Please rescale the part of the records that opens with the line containing "Where can the black glove" and runs through the end of the records, both ends included. Give only those lines again, requests included, with every point coordinate in the answers multiplied by 0.7 and rounded to a whole number, halves rounded up.
*** Data provided ***
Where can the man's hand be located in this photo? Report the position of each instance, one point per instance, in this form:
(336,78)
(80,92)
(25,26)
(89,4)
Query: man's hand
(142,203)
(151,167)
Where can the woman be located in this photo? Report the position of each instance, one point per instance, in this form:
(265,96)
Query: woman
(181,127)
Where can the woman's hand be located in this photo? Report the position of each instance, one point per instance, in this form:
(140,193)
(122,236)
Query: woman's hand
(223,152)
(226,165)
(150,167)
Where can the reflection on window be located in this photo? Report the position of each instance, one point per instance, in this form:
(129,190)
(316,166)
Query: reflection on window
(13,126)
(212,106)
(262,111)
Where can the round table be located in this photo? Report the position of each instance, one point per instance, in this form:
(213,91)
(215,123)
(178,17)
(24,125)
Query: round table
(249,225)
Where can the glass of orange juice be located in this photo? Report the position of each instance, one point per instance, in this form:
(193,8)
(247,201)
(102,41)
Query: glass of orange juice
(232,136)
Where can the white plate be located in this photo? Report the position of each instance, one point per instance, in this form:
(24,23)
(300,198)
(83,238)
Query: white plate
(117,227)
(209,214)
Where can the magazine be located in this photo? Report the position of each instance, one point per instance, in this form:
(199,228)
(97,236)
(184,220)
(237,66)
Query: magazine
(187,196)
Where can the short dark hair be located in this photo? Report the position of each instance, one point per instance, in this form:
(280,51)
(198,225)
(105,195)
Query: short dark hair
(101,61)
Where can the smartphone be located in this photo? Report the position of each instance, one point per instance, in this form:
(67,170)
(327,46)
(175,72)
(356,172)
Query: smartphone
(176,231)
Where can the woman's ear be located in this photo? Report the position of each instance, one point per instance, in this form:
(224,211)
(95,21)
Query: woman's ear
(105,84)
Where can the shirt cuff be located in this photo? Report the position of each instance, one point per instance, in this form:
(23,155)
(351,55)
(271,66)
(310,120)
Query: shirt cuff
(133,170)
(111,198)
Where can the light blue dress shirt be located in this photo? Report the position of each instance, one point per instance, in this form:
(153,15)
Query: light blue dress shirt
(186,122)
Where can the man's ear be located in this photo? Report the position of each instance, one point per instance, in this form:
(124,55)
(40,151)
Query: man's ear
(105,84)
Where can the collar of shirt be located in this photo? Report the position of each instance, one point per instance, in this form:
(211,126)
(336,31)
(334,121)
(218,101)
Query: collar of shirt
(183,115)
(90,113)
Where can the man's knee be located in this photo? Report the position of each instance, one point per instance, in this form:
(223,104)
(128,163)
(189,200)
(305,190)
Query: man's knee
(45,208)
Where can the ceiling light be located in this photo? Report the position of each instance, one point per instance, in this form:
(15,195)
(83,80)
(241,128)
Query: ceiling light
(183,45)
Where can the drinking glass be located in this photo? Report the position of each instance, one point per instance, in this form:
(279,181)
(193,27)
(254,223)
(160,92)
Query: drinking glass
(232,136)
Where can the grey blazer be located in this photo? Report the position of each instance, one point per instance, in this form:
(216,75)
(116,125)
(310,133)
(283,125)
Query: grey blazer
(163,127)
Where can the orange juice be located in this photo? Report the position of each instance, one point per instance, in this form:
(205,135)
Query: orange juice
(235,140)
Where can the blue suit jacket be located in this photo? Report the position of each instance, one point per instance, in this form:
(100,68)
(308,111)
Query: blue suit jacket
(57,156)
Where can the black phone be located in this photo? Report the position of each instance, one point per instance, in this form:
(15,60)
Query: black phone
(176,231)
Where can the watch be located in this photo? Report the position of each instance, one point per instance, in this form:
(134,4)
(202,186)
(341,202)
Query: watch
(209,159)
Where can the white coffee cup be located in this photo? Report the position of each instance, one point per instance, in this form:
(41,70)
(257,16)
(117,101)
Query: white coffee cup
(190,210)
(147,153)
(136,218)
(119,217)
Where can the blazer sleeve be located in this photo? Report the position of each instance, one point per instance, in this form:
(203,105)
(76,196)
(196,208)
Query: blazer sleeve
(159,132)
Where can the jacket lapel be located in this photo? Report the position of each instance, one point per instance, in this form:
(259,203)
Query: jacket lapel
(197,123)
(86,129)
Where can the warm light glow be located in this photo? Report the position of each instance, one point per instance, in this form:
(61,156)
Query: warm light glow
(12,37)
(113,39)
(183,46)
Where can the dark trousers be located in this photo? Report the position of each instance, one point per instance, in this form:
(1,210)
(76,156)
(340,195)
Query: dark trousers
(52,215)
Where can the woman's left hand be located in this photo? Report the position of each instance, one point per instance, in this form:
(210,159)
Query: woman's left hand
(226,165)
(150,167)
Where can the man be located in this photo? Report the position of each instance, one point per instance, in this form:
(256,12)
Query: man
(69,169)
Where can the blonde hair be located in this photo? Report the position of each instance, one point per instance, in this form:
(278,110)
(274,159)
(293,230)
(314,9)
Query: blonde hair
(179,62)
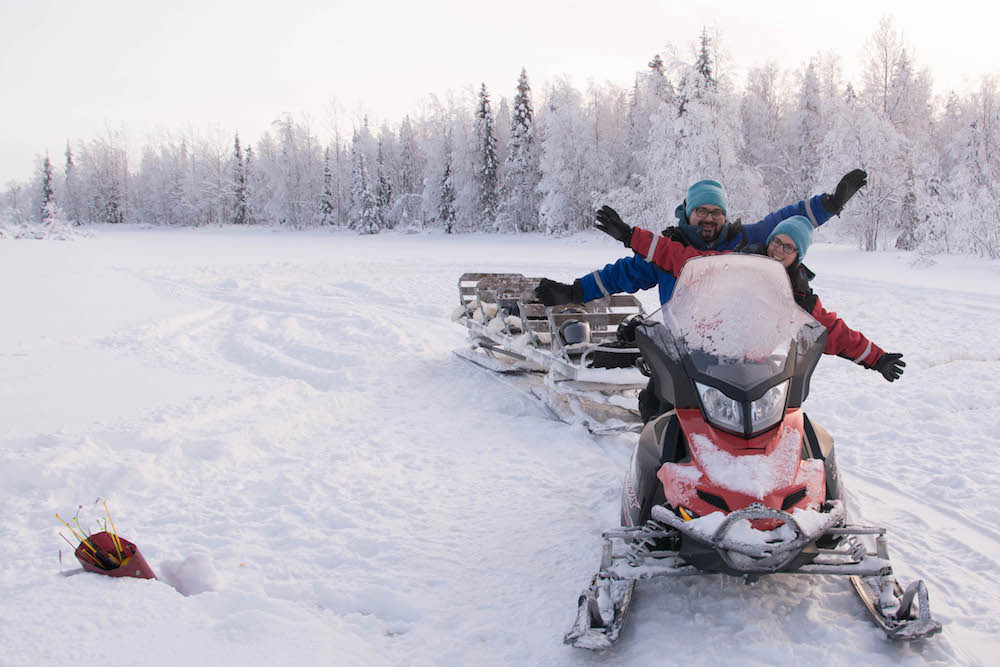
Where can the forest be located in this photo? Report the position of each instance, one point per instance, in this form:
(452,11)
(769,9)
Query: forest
(541,162)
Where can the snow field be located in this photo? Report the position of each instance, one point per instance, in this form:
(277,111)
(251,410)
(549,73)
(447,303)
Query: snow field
(279,424)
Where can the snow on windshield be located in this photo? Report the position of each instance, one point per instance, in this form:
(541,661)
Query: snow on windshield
(735,306)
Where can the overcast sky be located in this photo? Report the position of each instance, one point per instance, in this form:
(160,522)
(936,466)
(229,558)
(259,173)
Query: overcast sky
(70,69)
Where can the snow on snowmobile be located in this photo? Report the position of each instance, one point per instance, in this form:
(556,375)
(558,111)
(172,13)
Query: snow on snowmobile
(736,479)
(570,357)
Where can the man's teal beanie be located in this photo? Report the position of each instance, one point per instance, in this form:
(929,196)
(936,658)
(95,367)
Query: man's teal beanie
(706,192)
(799,229)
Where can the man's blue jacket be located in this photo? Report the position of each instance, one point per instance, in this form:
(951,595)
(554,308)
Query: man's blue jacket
(631,274)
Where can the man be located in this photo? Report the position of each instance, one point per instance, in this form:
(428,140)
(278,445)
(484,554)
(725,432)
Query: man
(702,224)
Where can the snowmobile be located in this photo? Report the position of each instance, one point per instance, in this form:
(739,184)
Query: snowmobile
(735,479)
(569,357)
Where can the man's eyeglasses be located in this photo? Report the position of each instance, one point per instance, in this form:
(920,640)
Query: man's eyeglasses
(717,214)
(787,248)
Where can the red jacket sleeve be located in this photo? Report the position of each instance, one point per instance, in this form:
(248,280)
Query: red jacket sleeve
(844,341)
(664,253)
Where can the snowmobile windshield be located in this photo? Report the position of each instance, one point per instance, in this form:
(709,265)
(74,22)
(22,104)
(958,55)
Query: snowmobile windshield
(737,318)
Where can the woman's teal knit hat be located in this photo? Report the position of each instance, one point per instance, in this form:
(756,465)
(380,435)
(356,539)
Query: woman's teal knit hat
(799,229)
(706,192)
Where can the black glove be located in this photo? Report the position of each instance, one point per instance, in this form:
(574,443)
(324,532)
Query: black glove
(609,222)
(848,186)
(626,329)
(890,365)
(552,293)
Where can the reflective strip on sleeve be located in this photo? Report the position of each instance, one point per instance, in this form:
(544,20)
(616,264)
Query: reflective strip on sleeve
(652,247)
(812,218)
(867,350)
(600,285)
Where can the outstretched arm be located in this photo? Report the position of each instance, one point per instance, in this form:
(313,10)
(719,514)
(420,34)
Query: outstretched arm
(664,253)
(850,344)
(817,209)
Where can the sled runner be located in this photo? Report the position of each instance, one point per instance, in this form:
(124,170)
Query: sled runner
(569,357)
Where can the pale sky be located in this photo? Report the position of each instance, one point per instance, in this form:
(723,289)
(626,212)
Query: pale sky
(71,69)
***
## Expected answer
Where can the black glove be located in this photo? Report the position of each instance, one point per instance, in this form:
(574,443)
(324,532)
Query: black glove
(426,155)
(594,130)
(438,230)
(623,256)
(386,205)
Where can the reflective strip on sleeve be located in this photo? Report the position of each instance, one point per instance, in this form:
(544,20)
(616,264)
Query: reflective strip on sleeve
(456,173)
(568,153)
(607,245)
(420,200)
Where can the outstretched arm be located in this photo? Report the position of each instance, one point per instance, in this form:
(313,10)
(719,514)
(420,34)
Query: outstretched arm
(465,177)
(595,241)
(572,146)
Where can the sled runner be located in this photo? Report the position of each instance, one point per instance, in this form:
(124,170)
Query: sled runner
(398,250)
Where can the pale sky be located in this photo? Report the position of each instance, one point per instance, in this form:
(723,289)
(626,212)
Query: pale sky
(50,48)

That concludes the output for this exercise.